> _Task details_: Count the lines in the records below that contain the word "shorts", and reply with only that number.

> _Dataset records_:
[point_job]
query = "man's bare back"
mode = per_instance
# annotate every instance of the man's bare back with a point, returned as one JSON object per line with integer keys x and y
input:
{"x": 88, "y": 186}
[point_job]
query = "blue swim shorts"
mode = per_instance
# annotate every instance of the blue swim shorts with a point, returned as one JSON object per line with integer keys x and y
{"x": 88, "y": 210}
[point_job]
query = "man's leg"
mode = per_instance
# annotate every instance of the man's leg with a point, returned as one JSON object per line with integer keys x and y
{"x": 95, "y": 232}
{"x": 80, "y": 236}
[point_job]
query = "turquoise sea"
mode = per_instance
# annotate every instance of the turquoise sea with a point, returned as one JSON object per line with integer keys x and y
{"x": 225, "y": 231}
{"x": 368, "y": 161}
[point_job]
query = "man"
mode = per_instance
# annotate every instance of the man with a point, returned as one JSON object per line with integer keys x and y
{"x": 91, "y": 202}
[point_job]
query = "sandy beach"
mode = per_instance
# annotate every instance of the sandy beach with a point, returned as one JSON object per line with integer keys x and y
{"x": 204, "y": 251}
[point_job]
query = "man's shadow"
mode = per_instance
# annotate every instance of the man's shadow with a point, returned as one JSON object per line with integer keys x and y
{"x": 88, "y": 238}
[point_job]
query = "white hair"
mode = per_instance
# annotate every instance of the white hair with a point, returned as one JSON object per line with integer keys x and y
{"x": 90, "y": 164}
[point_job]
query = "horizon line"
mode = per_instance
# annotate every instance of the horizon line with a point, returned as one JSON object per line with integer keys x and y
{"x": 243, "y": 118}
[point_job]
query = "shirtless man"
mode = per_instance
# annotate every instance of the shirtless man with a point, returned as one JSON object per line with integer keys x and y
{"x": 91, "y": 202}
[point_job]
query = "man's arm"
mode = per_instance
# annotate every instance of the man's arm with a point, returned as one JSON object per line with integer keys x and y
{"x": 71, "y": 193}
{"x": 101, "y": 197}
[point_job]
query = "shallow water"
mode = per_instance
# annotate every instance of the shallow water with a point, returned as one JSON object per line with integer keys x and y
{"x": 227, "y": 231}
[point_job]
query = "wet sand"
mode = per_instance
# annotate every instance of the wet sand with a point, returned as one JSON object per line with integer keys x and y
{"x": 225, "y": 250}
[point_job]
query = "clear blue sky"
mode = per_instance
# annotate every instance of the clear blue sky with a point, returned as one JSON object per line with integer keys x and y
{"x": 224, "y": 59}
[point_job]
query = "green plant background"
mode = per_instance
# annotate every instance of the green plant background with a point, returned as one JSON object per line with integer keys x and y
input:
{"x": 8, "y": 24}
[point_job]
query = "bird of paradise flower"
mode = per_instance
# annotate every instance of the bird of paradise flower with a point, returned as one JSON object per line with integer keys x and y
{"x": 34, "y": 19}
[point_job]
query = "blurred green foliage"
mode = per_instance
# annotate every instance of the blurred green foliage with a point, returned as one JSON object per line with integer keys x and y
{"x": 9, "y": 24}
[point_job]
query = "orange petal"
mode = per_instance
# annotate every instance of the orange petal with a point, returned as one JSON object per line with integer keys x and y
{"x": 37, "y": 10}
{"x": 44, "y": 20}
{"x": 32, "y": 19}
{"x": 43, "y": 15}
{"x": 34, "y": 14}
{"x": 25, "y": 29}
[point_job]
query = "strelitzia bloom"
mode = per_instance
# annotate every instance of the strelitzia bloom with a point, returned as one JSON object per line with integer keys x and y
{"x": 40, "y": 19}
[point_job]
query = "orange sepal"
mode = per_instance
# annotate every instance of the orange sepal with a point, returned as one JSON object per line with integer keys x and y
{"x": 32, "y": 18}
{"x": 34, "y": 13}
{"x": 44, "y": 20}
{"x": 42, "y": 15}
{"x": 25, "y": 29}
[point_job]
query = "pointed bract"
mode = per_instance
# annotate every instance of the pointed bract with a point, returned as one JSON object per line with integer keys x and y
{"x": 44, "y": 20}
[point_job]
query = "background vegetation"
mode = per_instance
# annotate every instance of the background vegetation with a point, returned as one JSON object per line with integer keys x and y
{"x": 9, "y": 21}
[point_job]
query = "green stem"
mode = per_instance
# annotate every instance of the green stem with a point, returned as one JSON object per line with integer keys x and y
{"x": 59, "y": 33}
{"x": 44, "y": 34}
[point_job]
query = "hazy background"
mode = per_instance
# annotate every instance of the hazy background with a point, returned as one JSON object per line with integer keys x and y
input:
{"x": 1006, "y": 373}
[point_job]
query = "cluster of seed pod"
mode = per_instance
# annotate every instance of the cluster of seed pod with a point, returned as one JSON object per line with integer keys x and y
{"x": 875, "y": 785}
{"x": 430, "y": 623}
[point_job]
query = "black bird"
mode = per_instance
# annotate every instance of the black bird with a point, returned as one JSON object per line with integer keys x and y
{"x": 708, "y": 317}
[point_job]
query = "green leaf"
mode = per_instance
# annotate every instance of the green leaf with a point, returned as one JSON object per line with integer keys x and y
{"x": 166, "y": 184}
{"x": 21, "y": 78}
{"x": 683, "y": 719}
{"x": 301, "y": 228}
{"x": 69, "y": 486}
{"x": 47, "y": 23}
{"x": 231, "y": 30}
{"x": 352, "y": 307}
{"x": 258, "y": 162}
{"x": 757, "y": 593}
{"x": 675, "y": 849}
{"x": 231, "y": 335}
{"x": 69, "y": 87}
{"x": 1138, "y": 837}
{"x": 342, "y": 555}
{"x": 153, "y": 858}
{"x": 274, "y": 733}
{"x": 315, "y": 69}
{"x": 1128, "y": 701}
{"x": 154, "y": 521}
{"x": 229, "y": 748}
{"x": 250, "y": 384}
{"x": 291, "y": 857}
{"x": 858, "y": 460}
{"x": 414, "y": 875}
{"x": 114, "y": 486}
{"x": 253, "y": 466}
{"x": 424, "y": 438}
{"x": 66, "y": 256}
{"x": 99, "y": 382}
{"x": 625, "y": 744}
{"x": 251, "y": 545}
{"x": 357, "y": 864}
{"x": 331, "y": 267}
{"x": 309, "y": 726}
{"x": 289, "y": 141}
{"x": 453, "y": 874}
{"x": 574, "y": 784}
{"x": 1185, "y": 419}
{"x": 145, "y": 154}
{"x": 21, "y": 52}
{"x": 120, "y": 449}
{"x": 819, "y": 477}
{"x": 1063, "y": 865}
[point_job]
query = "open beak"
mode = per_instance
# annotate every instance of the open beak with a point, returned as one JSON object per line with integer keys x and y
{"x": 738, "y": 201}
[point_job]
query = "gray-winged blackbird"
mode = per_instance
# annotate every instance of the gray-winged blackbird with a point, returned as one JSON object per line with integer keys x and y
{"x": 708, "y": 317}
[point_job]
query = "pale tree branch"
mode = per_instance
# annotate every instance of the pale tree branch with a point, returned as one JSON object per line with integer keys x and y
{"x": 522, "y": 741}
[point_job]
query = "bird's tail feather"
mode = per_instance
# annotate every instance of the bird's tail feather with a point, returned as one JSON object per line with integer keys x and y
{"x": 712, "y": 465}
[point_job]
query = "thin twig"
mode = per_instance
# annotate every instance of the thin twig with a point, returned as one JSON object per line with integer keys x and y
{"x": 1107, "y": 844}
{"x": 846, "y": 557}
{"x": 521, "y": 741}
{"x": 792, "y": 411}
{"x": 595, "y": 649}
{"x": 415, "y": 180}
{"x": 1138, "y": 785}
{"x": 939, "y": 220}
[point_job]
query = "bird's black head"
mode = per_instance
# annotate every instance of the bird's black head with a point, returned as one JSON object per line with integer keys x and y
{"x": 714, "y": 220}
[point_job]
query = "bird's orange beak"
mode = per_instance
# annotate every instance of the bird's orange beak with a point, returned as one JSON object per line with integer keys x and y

> _Output for this exercise_: 2